**QUOTED TEXT:**
* * * * * * *
Via Negativa: Hunger Games
Hunger for Love

By: Candace Chellew-Hodge

Preached on Sunday, November 18, 2012 at Jubilee! Circle, Columbia, SC

Readings:
Deuteronomy 6:1-9: "You shall love the Lord your God with all your heart"
Mark 12:28-34: "You shall love your neighbor as yourself."
Rumi: "Love is reckless ..."
  Hear this sermon at the Jubilee! Circle Web site.

Our first song comes from Irish singer and songwriter Van Morrison. He started his musical career as a teenager in the 1950s and released his hit single "Brown Eyed Girl" in 1967. Over the years he's collected six Grammys and has been inducted into both the Rock and Roll Hall of Fame and the Songwriter's Hall of Fame. Today's song comes from Morrison's 1970 album "Moondance." "Crazy Love" has become a classic, covered by artists like Rod Stewart and Rita Coolidge ... and now by us.
* * * * * * *
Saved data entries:
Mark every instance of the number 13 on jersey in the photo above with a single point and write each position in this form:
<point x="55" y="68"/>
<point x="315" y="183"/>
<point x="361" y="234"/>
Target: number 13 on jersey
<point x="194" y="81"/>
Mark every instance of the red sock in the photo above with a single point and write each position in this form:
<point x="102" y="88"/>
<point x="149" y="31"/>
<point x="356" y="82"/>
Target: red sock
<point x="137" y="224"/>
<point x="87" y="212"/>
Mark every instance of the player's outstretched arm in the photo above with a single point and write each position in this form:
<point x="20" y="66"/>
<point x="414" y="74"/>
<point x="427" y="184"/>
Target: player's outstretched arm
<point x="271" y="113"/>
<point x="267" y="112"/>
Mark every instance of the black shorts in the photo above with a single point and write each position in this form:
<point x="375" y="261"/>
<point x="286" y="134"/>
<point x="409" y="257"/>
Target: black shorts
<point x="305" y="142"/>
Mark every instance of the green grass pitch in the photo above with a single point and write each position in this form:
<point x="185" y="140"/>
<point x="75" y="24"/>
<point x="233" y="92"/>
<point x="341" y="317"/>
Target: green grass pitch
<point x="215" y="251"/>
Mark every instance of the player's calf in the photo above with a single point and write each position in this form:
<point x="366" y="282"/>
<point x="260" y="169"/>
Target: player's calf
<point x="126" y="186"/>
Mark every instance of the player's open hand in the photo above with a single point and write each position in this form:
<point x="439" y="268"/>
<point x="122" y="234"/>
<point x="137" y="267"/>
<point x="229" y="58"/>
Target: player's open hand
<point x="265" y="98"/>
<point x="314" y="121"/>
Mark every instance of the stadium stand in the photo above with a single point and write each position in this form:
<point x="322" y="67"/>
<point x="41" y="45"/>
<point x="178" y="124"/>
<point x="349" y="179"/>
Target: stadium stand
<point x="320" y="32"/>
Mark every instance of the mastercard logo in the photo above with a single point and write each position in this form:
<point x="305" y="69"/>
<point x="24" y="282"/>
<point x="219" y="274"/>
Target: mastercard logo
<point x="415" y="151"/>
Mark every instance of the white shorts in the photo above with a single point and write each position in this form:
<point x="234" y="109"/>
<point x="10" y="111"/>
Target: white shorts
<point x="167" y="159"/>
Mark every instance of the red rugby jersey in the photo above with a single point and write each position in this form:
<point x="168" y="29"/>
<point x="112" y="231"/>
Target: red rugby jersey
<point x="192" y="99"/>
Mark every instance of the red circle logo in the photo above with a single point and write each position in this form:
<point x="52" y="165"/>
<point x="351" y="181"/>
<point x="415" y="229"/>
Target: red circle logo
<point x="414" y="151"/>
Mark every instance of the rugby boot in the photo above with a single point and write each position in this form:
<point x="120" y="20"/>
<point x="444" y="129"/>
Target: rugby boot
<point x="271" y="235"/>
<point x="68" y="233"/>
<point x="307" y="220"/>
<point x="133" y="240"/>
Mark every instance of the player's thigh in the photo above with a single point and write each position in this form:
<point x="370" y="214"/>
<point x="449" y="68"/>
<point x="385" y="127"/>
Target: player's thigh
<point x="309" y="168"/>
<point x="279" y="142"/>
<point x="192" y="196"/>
* * * * * * *
**DIRECTIONS:** Write the next part of the "Hunger for Love" sermon, starting right after its final sentence, "and now by us."

**OUTPUT FOR THIS EXERCISE:**
I can feel her heartbeat, from a thousand miles
And the heavens open, every time she smiles
And when I come to her, that's where I belong
Yeah, I'm running to her, like a river's song
She gives me love love, love, love, love crazy love
She gives me love love, love, love, love crazy love

"Hear, O Israel. The Lord our God is one Lord. You shall love the Lord your God with all your heart and with all your soul and all your might. Keep these words that I am commanding you today in your heart. Recite them to your children and talk about them when you are at home and you are away; when you lie down and when you rise. Bind them as a sign on your hand; fix them as an emblem on your forehead; and write them on the door posts of your house and on your gates."

"Hear, O Israel. The Lord our God is one Lord. You shall love the Lord your God with all your heart and with all your soul and all your might."

If there's anything that can make you crazy, it's love. It's that heart pumping, mind-numbing, sight-blinding, deaf-inducing, speechless-making love that can make you lose all your senses. That crazy love can make you move mountains to be near your beloved, make you cross great distances, make you do whatever it takes to be in the presence of the one who has captured your heart.

"Hear, O Israel. The Lord our God is one Lord. You shall love the Lord your God with all your heart and with all your soul and all your might."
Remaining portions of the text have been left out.